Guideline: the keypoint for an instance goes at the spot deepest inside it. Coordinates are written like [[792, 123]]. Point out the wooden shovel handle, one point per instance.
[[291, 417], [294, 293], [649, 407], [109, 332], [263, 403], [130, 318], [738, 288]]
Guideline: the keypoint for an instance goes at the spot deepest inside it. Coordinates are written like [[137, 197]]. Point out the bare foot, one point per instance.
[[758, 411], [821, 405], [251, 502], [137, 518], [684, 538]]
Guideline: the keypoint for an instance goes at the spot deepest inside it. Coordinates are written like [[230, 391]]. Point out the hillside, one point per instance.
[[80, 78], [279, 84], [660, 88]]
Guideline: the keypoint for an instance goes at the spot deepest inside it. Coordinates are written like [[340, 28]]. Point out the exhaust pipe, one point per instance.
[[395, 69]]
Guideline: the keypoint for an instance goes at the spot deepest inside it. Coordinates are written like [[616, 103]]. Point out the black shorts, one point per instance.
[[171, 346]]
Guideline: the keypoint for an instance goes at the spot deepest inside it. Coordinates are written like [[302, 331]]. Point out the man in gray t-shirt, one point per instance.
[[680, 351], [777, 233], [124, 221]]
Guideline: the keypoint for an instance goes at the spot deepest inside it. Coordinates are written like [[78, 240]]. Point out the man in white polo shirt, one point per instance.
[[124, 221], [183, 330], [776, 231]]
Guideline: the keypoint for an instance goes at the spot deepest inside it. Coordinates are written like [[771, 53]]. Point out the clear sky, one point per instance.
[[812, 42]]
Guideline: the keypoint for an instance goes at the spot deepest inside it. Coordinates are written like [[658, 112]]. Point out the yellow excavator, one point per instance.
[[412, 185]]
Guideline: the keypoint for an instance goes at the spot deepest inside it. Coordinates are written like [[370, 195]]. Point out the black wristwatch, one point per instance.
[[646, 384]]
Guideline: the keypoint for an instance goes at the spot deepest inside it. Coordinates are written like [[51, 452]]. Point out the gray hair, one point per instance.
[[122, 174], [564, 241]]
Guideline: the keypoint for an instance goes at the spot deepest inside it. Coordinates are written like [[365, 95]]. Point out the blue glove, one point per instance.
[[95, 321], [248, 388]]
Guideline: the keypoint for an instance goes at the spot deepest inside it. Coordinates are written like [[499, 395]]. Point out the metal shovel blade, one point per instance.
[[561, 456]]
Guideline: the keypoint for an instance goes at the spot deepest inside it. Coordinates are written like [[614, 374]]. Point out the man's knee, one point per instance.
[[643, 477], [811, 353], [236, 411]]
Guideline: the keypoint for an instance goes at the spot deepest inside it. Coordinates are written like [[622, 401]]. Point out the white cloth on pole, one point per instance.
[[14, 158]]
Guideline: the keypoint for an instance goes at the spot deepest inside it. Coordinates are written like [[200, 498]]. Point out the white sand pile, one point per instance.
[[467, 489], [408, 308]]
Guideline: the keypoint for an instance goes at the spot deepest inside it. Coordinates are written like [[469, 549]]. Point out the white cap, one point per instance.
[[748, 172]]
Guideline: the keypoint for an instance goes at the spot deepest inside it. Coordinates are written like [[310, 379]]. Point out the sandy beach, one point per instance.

= = = = =

WHAT IS REQUIRED: What is needed here is a word-for-word copy of the whole listing.

ANSWER BOX:
Guideline: the keypoint for an instance goes at the spot deepest inside it. Coordinates are written like [[792, 123]]. Point out the wooden shovel handle, one point per instance.
[[291, 417], [294, 293], [649, 407], [109, 332], [263, 403], [130, 318], [738, 288]]
Guideline: the keypoint for an instance goes at the spot deepest inside it. Coordinates are written like [[137, 197]]. Point out the bare foot, one point per instance.
[[758, 411], [821, 405], [251, 502], [137, 518], [684, 538]]
Guideline: the keypoint for an instance goes at the spot deepest inside it. Coordinates are written like [[230, 391]]. Point out the hillside, one point per instance.
[[80, 78], [279, 84], [660, 88]]
Guideline: the keypoint for an instance goes at the spot deepest inside it. Coordinates are written like [[340, 28]]. Point out the exhaust pipe, one point per instance.
[[395, 69]]
Guideline: the keypoint for an instance goes at the spot deepest inside it. Coordinates are written like [[616, 103]]. Point out the black shorts, one point per instance.
[[171, 346]]
Guideline: the keypoint for an instance goes at the spot deepest inside it. Coordinates are written like [[302, 331]]. Point out the man in gray t-shirt, one point per instance.
[[680, 351], [777, 233], [124, 221]]
Guideline: the keypoint for an instance goes at the spot deepest inside it. Coordinates are written like [[78, 240]]. Point out the man in white polo shirt, one point per instance.
[[124, 221], [183, 330], [776, 231]]
Guideline: the keypoint for an instance goes at the spot deepest inside it. Coordinates are written like [[771, 53]]. Point out the clear sky, one point per instance.
[[812, 42]]
Guideline: the keypoint for an instance goes at the spot deepest inside it. Coordinates are written like [[658, 112]]. Point out the yellow excavator, one point per instance.
[[412, 185]]
Guideline: the keypoint for an instance goes at the spot deepest inside it. Coordinates are written like [[370, 195]]. Point out the black wristwatch, one point per instance.
[[646, 384]]
Guideline: the keypoint for an instance goes at the spot deepest inside it. Coordinates are written like [[51, 452]]. Point out the gray hair, one point per instance.
[[122, 174], [564, 241]]
Guideline: the keypoint for an instance goes at the spot deepest inside it. Coordinates are written like [[365, 95]]. Point out the blue glove, one point per instance.
[[95, 321], [248, 388]]
Guideline: the keypoint for an instance goes at the spot deepest inside it. Coordinates are written like [[499, 395]]. Point out the metal shovel blade, one point per instance.
[[561, 456]]
Guideline: the keypoint for an instance goes at the spot deepest inside it. Coordinates are written like [[614, 374]]. Point out the man's knee, one point per instance.
[[643, 477], [811, 353], [236, 411]]
Guideline: the keypoint for an instance goes at the spot deepest inside it. Coordinates are written like [[622, 401]]. Point out the white cloth on pole, one point per instance.
[[14, 158]]
Guideline: the keypoint for an instance goes at the spot deepest inside it. Coordinates are written like [[200, 498]]. Point out the white sand pile, one point per instance.
[[467, 489], [408, 308]]
Guideline: the keypoint for an instance goes at the spot deepest inside it. Coordinates are written like [[469, 549]]. Point out the white cap, one point per instance.
[[748, 172]]
Guideline: the keypoint for an instance goes at the spot deepest inside it. Coordinates are written like [[310, 379]]. Point out the sandy beach, one point per instance.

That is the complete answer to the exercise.